Task 1 ▸ Repeat, word for word, the portion of the train travel account that runs from "Babs teaches gin" to "ladies and customs inspections.".
Task 2 ▸ Pick out every line of the rows that contains the word "outlet", and copy each one.

Passage shown ▸
###

How many nickels in a dollar, Elliot?
Babs teaches gin rummy


Everybody say "Go fish!"

*One of the arguments I frequently hear against public transporation is the issue of safety. On the trains and buses that I've taken in now 10 different cities I've never felt threatened or unsafe.

** Thanks Ani.



August 10-12: Lake Shore Limited and Maple Leaf -- Toledo-Cleveland-Buffalo to Toronto to New York City (27 hours, 953 miles)

This section of the trip was marked by early and inconvenient hours of departure and arrival, the companionship of three young ladies and customs inspections.

My sister Julia had never been on a train before, at least not an Amtrak train and we were due to leave Toledo at 3:20am. That is not a fun time to arrive at a train station. Nor is it a good time to experience your first train ride. A big part of riding trains, as I'm sure everybody knows, is looking out the windows at landscapes you've never seen before; landscapes that can't be viewed from a car window on an interstate. So much for that, eh Jules? When you finally board the train at 4:45 it is a only good time to lay sideways on adjacent seats and futily attempt to catch an hour or two's worth of shuteye. We made it to Cleveland quickly and then took naps.

After Cleveland and a lovely time on the southern edge of the most tempermental of the Great Lakes, I stepped onto the Lake Shore Limited for a third time. It was 5:40am. This time I was bound for Buffalo. My few hours here were rather uneventful and I can't even recall what I was doing during those few hours. My guess is a mix of reading Steinbeck's "In Dubious Battle" and watching youtube videos on my iPhone.

At half past ten I arrived in Buffalo-Depew. I had a few hours to kill before the Maple Leaf pulled in on its route from New York to Toronto. I inquired with the friendly man seated on a stool behind the wall of glass that separated Amtrak employees from the tired little passengers-that-could about places to eat nearby. I was surprised at all of the options available, because when we arrived I looked around and saw nothing resembling a restaurant. All I had to do was walk a mile, which at this point of my trip is a very nice sounding thing.

###

Material for this task ▸
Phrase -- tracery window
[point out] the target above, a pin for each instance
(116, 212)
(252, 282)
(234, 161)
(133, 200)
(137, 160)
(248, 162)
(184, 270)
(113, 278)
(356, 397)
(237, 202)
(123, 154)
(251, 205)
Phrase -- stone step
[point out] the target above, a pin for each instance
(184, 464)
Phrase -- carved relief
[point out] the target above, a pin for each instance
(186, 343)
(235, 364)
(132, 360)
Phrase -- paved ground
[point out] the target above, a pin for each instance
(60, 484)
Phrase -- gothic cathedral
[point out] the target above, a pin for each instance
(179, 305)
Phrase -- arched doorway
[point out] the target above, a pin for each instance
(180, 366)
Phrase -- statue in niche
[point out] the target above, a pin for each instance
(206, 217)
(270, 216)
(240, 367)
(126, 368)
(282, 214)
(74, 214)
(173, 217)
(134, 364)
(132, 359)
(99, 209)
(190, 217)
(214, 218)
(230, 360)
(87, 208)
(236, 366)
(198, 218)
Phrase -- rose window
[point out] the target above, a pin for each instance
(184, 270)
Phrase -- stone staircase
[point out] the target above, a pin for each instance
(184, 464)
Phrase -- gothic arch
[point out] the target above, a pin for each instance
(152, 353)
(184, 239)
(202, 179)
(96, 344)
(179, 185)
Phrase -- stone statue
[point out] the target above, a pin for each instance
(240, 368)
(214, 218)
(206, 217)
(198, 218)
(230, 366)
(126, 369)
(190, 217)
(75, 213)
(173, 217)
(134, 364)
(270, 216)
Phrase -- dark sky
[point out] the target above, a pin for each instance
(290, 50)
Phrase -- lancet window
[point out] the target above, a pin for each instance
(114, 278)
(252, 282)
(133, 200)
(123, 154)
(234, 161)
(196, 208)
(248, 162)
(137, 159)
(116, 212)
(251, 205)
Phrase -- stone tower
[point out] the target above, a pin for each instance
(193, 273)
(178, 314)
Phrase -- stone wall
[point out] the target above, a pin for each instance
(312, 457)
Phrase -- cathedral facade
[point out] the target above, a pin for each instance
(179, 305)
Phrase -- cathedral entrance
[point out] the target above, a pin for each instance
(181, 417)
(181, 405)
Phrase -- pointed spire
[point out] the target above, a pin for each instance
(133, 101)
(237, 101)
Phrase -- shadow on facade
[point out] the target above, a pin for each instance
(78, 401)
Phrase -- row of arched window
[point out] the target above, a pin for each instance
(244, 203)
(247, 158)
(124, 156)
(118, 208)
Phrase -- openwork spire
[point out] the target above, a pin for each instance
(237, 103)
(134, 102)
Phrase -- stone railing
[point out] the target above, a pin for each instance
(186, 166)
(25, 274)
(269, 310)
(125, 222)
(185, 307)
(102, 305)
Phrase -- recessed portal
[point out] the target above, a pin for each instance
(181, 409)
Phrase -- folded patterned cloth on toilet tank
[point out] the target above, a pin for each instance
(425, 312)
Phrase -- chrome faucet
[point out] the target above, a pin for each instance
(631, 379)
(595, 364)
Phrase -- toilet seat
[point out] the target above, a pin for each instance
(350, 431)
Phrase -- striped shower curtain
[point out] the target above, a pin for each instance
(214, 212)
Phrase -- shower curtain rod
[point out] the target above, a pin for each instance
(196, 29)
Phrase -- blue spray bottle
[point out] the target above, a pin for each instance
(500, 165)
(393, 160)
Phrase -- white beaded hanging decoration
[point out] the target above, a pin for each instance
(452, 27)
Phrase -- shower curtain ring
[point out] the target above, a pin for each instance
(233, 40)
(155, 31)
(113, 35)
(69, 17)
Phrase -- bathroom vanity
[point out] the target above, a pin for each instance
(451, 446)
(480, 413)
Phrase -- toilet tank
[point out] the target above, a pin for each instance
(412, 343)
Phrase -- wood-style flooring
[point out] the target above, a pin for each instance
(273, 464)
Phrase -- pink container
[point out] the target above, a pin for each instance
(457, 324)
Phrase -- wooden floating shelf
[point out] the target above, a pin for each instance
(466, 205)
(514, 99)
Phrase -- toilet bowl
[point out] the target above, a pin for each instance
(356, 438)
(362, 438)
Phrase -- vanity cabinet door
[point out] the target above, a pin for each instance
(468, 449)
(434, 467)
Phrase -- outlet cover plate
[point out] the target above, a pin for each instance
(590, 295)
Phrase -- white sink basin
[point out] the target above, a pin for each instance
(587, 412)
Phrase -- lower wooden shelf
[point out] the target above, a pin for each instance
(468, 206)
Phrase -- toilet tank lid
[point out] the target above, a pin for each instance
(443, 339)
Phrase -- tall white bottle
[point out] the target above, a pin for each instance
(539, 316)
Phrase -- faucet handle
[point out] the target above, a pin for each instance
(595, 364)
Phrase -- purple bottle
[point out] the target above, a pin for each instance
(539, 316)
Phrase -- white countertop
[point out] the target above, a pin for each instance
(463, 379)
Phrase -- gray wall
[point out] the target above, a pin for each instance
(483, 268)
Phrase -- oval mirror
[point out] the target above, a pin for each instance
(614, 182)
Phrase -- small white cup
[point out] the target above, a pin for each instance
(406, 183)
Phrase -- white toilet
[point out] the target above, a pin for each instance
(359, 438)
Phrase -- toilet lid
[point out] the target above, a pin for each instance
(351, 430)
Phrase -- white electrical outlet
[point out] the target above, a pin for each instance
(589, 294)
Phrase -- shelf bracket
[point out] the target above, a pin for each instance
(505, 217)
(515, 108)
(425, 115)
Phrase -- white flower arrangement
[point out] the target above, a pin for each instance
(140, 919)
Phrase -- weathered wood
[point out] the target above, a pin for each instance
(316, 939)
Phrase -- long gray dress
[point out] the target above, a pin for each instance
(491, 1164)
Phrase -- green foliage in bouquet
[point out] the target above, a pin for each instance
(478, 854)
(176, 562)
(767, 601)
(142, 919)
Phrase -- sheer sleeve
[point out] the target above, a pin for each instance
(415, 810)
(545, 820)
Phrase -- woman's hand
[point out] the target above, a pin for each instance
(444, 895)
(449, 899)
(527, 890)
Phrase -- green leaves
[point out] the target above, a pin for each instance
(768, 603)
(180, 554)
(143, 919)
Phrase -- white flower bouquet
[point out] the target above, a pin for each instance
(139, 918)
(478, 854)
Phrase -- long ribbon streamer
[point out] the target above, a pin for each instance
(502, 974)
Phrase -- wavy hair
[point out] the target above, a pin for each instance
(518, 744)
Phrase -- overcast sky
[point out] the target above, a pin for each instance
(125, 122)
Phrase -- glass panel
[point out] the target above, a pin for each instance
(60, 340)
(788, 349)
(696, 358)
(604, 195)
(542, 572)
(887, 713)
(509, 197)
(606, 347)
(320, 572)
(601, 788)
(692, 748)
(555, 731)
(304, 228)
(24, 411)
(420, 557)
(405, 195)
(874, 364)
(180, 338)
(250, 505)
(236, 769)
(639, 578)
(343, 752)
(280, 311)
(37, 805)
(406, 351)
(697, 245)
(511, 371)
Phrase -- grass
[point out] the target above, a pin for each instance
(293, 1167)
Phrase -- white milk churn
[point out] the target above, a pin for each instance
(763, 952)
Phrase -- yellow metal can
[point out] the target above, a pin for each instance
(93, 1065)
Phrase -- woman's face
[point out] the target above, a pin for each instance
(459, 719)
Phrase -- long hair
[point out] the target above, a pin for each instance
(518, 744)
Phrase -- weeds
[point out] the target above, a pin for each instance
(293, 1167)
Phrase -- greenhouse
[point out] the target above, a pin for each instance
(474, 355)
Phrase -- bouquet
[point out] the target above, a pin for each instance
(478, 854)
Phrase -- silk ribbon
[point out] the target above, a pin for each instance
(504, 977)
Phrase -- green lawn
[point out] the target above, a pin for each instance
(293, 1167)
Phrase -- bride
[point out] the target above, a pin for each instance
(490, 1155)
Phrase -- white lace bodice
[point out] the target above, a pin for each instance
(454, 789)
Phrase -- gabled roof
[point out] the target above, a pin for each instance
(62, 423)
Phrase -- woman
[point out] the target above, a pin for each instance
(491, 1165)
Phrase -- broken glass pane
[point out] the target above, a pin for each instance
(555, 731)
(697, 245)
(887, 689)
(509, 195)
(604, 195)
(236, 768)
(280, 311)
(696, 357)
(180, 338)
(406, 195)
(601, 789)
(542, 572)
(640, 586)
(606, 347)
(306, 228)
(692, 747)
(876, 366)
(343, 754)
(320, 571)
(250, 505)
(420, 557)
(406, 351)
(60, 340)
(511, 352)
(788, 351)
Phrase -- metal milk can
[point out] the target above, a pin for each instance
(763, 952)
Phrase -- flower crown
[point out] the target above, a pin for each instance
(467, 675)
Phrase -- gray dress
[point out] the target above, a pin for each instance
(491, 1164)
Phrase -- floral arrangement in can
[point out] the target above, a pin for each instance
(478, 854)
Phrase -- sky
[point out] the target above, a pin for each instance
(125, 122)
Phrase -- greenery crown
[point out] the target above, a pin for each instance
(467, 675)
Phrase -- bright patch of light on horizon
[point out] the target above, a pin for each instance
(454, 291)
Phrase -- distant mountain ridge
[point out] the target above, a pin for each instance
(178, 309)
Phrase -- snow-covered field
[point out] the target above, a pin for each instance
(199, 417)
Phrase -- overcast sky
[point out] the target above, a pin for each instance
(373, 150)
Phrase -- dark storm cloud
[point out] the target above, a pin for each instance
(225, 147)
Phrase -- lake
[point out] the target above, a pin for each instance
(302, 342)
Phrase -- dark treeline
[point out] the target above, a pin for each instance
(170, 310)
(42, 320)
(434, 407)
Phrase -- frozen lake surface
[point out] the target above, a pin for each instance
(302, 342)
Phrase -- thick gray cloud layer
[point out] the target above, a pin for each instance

###

Correct output 1 ▸
Babs teaches gin rummy


Everybody say "Go fish!"

*One of the arguments I frequently hear against public transporation is the issue of safety. On the trains and buses that I've taken in now 10 different cities I've never felt threatened or unsafe.

** Thanks Ani.



August 10-12: Lake Shore Limited and Maple Leaf -- Toledo-Cleveland-Buffalo to Toronto to New York City (27 hours, 953 miles)

This section of the trip was marked by early and inconvenient hours of departure and arrival, the companionship of three young ladies and customs inspections.

Correct output 2 ▸
Phrase -- outlet cover plate
Phrase -- white electrical outlet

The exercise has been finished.